Brano:
◆ ◆ ◆ ◆
Diritti e doveri

Covid, se un lavoratore si rifiuta di vaccinarsi può essere licenziato

Un lavoratore che rifiuta di vaccinarsi può essere essere licenziato: questo è quanto espresso dallo giurista Pietro Ichino, ex senatore Pd e Scelta civica, intervistato dal ‘Corriere della sera’: se un dipendente non si vaccina contro il Covid-19 può essere licenziato, “perché la protezione del tuo interesse alla prosecuzione del rapporto cede di fronte alla protezione della salute altrui”.

Cosa succede se un dipendente non vuole vaccinarsi? Secondo il giurista Pietro Ichino, ex senatore Pd e Scelta civica, giuridicamente è possibile rendere obbligatorio il vaccino contro il Covid: “Non solo si può, ma in molte situazioni è previsto“. Lo ha spiegato in un’intervista al ‘Corriere della Sera’.

L’articolo 2087 del codice civile – spiega Ichino – obbliga il datore di lavoro ad adottare tutte le misure suggerite da scienza ed esperienza, necessarie per garantire la sicurezza fisica e psichica delle persone che lavorano in azienda, il loro benessere“.

 

Significa che non solo può imporre la vaccinazione, ma deve anche farlo. “Ovviamente se è ragionevole. In questo momento non lo sarebbe, perché non è ancora possibile vaccinarsi. Ma, via via che la vaccinazione sarà ottenibile per determinate categorie – per esempio i medici e gli infermieri – diventerà ragionevole imporre questa misura, finché l’epidemia di Covid sarà in corso”, chiarisce il professore.
◆ ◆ ◆ ◆
Dati disponibili:
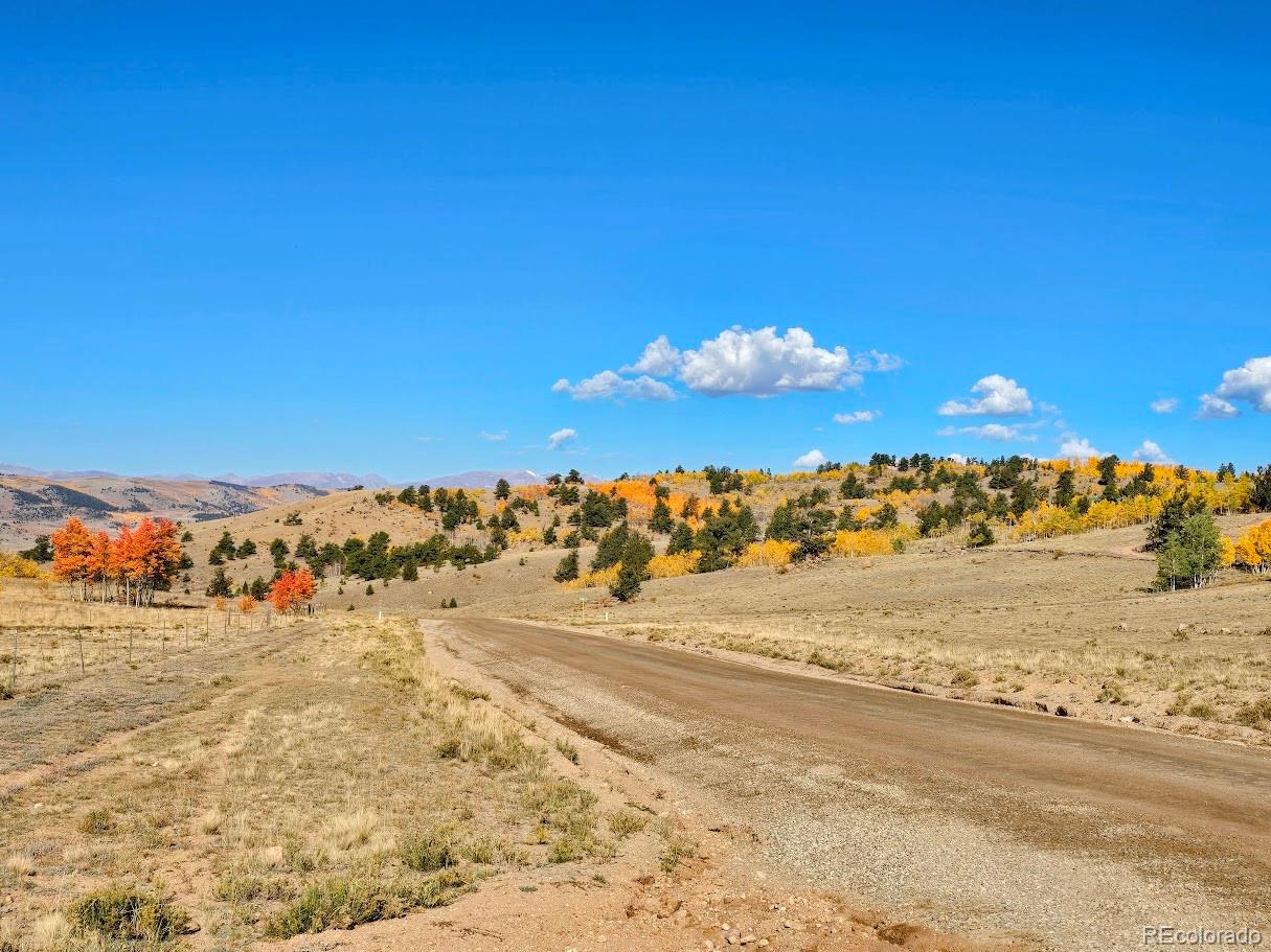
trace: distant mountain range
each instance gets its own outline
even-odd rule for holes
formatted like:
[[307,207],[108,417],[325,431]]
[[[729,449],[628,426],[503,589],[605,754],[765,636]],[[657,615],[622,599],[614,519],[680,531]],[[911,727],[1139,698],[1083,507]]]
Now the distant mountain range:
[[[33,470],[29,466],[0,463],[0,475],[31,476],[41,480],[88,480],[88,479],[137,479],[165,482],[230,482],[235,486],[313,486],[314,489],[339,490],[362,486],[364,489],[384,489],[385,486],[428,485],[449,489],[493,489],[501,479],[513,486],[541,482],[543,476],[533,470],[468,470],[445,476],[430,476],[422,480],[390,482],[375,472],[358,476],[352,472],[271,472],[262,476],[240,476],[236,472],[222,472],[216,476],[201,476],[192,472],[147,473],[144,476],[122,476],[104,470]],[[587,479],[592,479],[588,476]]]
[[[299,484],[247,486],[229,480],[172,480],[113,475],[14,475],[0,466],[0,546],[29,545],[69,517],[90,529],[163,517],[205,522],[314,499],[328,490]],[[4,472],[8,470],[8,472]]]
[[351,472],[271,472],[264,476],[239,476],[236,472],[222,472],[216,476],[201,476],[193,472],[159,472],[141,476],[123,476],[105,470],[33,470],[17,463],[0,463],[0,475],[33,476],[42,480],[88,480],[98,477],[161,480],[164,482],[231,482],[235,486],[313,486],[314,489],[381,489],[389,481],[377,473],[369,472],[357,476]]
[[[513,486],[543,482],[533,470],[469,470],[413,480],[409,485],[433,489],[493,489],[501,479]],[[587,480],[595,477],[586,476]],[[67,517],[92,529],[113,529],[144,515],[177,522],[205,522],[297,503],[328,493],[362,486],[384,489],[383,476],[350,472],[275,472],[239,476],[234,472],[207,479],[193,473],[121,476],[103,470],[34,470],[0,463],[0,546],[27,546],[48,534]]]
[[432,476],[419,480],[417,486],[445,486],[446,489],[494,489],[500,480],[507,480],[513,486],[527,486],[534,482],[543,482],[544,477],[534,470],[469,470],[468,472],[454,472],[449,476]]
◆ ◆ ◆ ◆
Elenco dei compiti:
1. Riporta senza modifiche il passo del brano sull'obbligo di vaccinarsi che comincia con le parole "Significa che non" e si chiude dopo le parole "chiarisce il professore.".
2. Rispondi a queste domande sul brano relativo all'obbligo di vaccinarsi:
(a) Quale articolo del codice civile cita Ichino?
(b) A quale giornale Ichino ha rilasciato l'intervista?
(c) Quali categorie indica come esempio di chi potrà ottenere la vaccinazione?
Le voci costituiscono materiale a sé, indipendente dal brano.

Risposte ai compiti:
1.
Significa che non solo può imporre la vaccinazione, ma deve anche farlo. “Ovviamente se è ragionevole. In questo momento non lo sarebbe, perché non è ancora possibile vaccinarsi. Ma, via via che la vaccinazione sarà ottenibile per determinate categorie – per esempio i medici e gli infermieri – diventerà ragionevole imporre questa misura, finché l’epidemia di Covid sarà in corso”, chiarisce il professore.

2.
(a) L'articolo 2087.
(b) Al "Corriere della Sera".
(c) I medici e gli infermieri.